#### TASK STATEMENT
Before copying the entries, remove the pictures; everything else stays exactly as it is.
[GIVEN INFORMATION Boundary: Start]
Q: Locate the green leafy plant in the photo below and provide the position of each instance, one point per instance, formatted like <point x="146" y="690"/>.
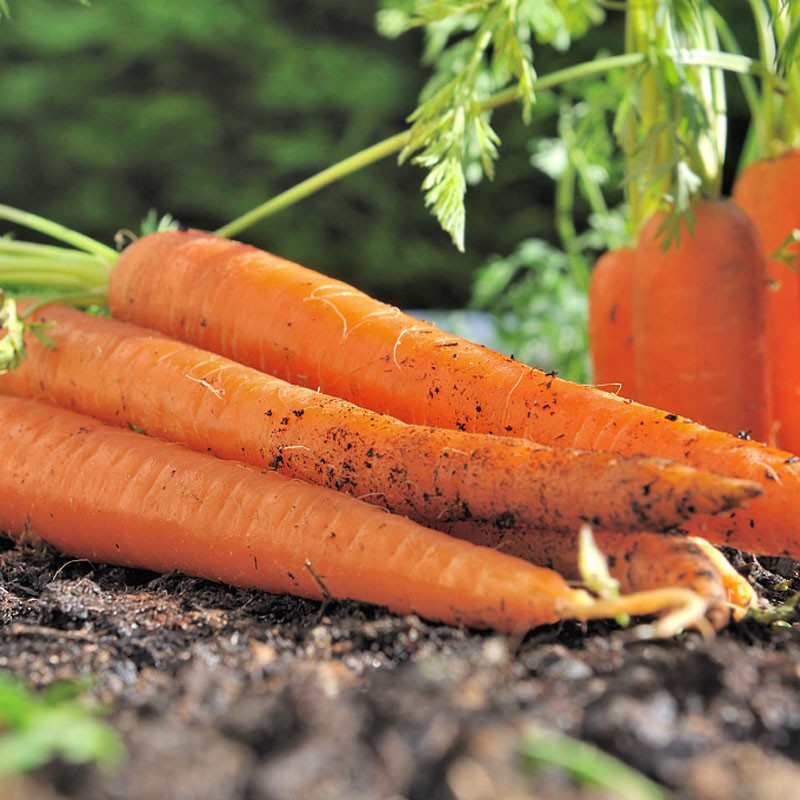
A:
<point x="476" y="49"/>
<point x="589" y="766"/>
<point x="37" y="727"/>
[GIVEN INFORMATION Boundary: End]
#### SOLVED PROBLEM
Q: Locate the green leafy plant in the photo below and provide the position of each instance, one point per instance, formatted like <point x="146" y="690"/>.
A:
<point x="476" y="49"/>
<point x="589" y="766"/>
<point x="37" y="727"/>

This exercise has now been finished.